- [Written problem] Output all of the entries exactly as written.

• • • •

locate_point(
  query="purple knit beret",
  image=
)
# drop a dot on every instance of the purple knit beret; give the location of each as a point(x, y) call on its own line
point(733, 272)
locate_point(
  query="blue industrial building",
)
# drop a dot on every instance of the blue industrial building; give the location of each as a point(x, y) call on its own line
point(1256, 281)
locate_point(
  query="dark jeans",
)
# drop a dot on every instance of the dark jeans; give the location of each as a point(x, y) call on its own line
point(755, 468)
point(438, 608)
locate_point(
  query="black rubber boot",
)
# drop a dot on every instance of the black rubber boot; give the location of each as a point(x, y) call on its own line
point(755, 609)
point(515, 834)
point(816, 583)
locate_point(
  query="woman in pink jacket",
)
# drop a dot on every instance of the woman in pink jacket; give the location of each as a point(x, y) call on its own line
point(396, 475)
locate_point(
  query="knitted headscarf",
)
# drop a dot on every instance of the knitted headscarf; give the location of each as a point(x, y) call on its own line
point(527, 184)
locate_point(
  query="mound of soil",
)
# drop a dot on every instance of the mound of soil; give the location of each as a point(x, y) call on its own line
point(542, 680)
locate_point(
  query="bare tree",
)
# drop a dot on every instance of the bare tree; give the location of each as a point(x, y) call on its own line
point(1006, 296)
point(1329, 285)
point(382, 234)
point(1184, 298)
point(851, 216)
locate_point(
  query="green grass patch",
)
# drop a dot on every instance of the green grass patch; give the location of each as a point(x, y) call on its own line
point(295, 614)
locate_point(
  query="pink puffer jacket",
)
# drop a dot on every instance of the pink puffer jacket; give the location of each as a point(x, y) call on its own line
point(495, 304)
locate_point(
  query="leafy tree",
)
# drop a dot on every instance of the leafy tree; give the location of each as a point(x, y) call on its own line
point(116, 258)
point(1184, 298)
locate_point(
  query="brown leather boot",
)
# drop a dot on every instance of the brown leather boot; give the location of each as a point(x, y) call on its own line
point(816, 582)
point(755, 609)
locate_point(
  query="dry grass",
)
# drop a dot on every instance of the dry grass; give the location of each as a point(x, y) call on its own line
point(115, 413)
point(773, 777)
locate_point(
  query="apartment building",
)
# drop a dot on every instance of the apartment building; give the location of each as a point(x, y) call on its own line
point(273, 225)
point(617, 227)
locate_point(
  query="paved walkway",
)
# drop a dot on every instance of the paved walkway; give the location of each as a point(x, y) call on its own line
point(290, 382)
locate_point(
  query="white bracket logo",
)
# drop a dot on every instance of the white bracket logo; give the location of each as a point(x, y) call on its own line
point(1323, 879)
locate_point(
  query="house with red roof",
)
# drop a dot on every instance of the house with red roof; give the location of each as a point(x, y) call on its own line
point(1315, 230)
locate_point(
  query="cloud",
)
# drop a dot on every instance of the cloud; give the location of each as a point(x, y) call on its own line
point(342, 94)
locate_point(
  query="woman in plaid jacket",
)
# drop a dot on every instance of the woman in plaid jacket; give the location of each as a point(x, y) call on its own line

• • • •

- [Task answer]
locate_point(
  query="purple knit beret",
  image=
)
# drop a dot on every instance of the purple knit beret; give the location of each as a point(x, y) call on its own line
point(733, 272)
locate_point(
  query="blue industrial building",
)
# drop a dot on every instance of the blue industrial building; give the location of each as a point(x, y) call on its own line
point(1256, 281)
locate_point(
  query="dark jeans",
)
# drop a dot on every instance of the dark jeans; give the location of each as a point(x, y) call on its own line
point(755, 468)
point(438, 608)
locate_point(
  query="black rubber boot",
)
# drop a dot on every instance of the black rubber boot; give the location of each as a point(x, y) call on its own line
point(755, 609)
point(515, 834)
point(816, 583)
locate_point(
  query="woman in pink jacket",
)
# drop a dot on every instance of the woman in pink jacket; give the location of each as a point(x, y) call on its own line
point(396, 475)
locate_point(
  query="knitted headscarf",
)
# drop a dot on every instance of the knitted headscarf; give the location of each as a point(x, y) call on its own line
point(527, 184)
locate_point(
  query="mound of soil",
)
# drop a dot on every instance of the mound of soil; give the location of each as a point(x, y) call on its own line
point(542, 680)
locate_point(
  query="bare tree",
)
# drop a dot on every instance of the bare tree; give the location of each as a point(x, y) call on its own line
point(1006, 296)
point(1329, 285)
point(382, 234)
point(1184, 298)
point(851, 216)
locate_point(
  query="green grass patch",
)
# drop a dot on every instance of the green grass patch; give the location of each as a point(x, y) call on its own line
point(295, 614)
locate_point(
  query="pink puffer jacket",
)
# drop a dot on every instance of the pink puffer jacket; give the location of each as a point(x, y) call on its own line
point(495, 304)
locate_point(
  query="leafy tree",
)
# drop a dot on every instance of the leafy tree; give the location of each as a point(x, y) call on its own line
point(116, 258)
point(1184, 298)
locate_point(
  query="brown leather boot",
)
# drop a dot on every instance of the brown leather boot; give the location of each as a point(x, y) call on its own line
point(816, 582)
point(755, 609)
locate_point(
  query="dry grass",
)
# drop a dot on every instance of the dry grass; give the location of each as a point(x, y) call on its own line
point(115, 413)
point(773, 777)
locate_point(
  query="apartment building",
)
# drop a dot on every instance of the apartment building; give the location of each as a point(x, y) call on its own line
point(273, 225)
point(617, 227)
locate_point(
  query="paved walkway",
)
# drop a dot on every instance of the paved walkway; give the location of each as a point(x, y) call on its own line
point(290, 382)
locate_point(
  query="white bracket logo",
)
# drop a dot on every instance of the white bracket logo; give the location of each as a point(x, y) call on its own line
point(1323, 879)
locate_point(
  query="house with red roof",
)
# drop a dot on every instance of the house with red roof; give the location of each as a point(x, y) call on its own line
point(1315, 230)
locate_point(
  query="cloud",
)
# drop a dot on every instance of the cloud; give the location of each as a point(x, y) call on its own line
point(342, 94)
locate_point(
  query="woman in plaid jacket",
)
# drop a dot on every instance of the woman in plaid jacket; give the location of each as a point(x, y) call on its own line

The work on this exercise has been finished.